Top of Page text
What is freediving?
Snorkelling with a death wish?
Russian Roulette with fins?
"If you don't need it don't take it" drawn to its logical conclusion?

I did not know and when I want to know about something I normally find somebody who teaches it and get them to teach me. Then, at worse, I can decide I did not like it after all but whatever happens I do know what I am talking about.

STOP! Nigel. Get a grip. It is the middle of winter and you want a freediving course?
But I have the internet so a quick search and...

Bingo. Freediving courses taught by Howard Jones, the man who organises big competitions and things and publishes Freediver Magazine. He teaches at the SETT in Gosport.

Now I have dived the SETT, the Submarine Escape Training Tower, before. It is a ten storey building with a 27 meter, that is 100 feet deep, pool of warm water in it. Navy divers teach submariners to escape from the dummy submarine at ground level and get to the surface on the tenth floor alive. Since the instructors can spend up to eight hours a day in the pool no suit could keep them warm so the simple solution is to arrange for a tank in which they will not get cold. 31°C said my dive computer in shock after 6°C at Stoney Cove the weekend before.

Day One
Adrian, aka AJ my son, and I turned up at 8.30 on the Saturday and the MOD's security people checked us in and gave us passes and things. We did the obligatory safety lecture, went up the lift, changed, up some more and we are at the tank top.

The SETT is amazing. It does not matter how many times you do it, when you walk up to it and dangle your fingers in the water you are surprised how warm it is. Howard paired us up and put each pair on a ladder and, as there is only one rope for every two ladders, you shared a rope with the pair next door.

The SETT had one more card to play as I put on my mask, flopped into the water, pushed out, turned back to my ladder and looked down. Gulp. I needed a sudden firm hold on ladder. It is crystal clear and 27 meters deep. Vertigo grabs at my tummy. Woo. Is that what a mere 27 meters looks like? Calm down. You are floating. You can not fall. Get a grip man. It passes. I had a touch of it next morning but that went away much faster that time.
Bottom of Page text
Top of The data
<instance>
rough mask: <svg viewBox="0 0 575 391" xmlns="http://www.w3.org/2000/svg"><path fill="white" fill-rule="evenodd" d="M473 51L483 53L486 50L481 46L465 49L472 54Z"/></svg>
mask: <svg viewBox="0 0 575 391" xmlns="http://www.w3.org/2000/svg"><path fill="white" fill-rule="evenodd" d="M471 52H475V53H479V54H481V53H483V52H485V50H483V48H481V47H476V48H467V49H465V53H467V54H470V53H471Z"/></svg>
Bottom of The data
▶ **Work task**
In the freediving account, write out the stretch starting at "The SETT is" and finishing at "pair next door." again, substituting "line" for "rope".

▶ **Exercise result**
The SETT is amazing. It does not matter how many times you do it, when you walk up to it and dangle your fingers in the water you are surprised how warm it is. Howard paired us up and put each pair on a ladder and, as there is only one line for every two ladders, you shared a line with the pair next door.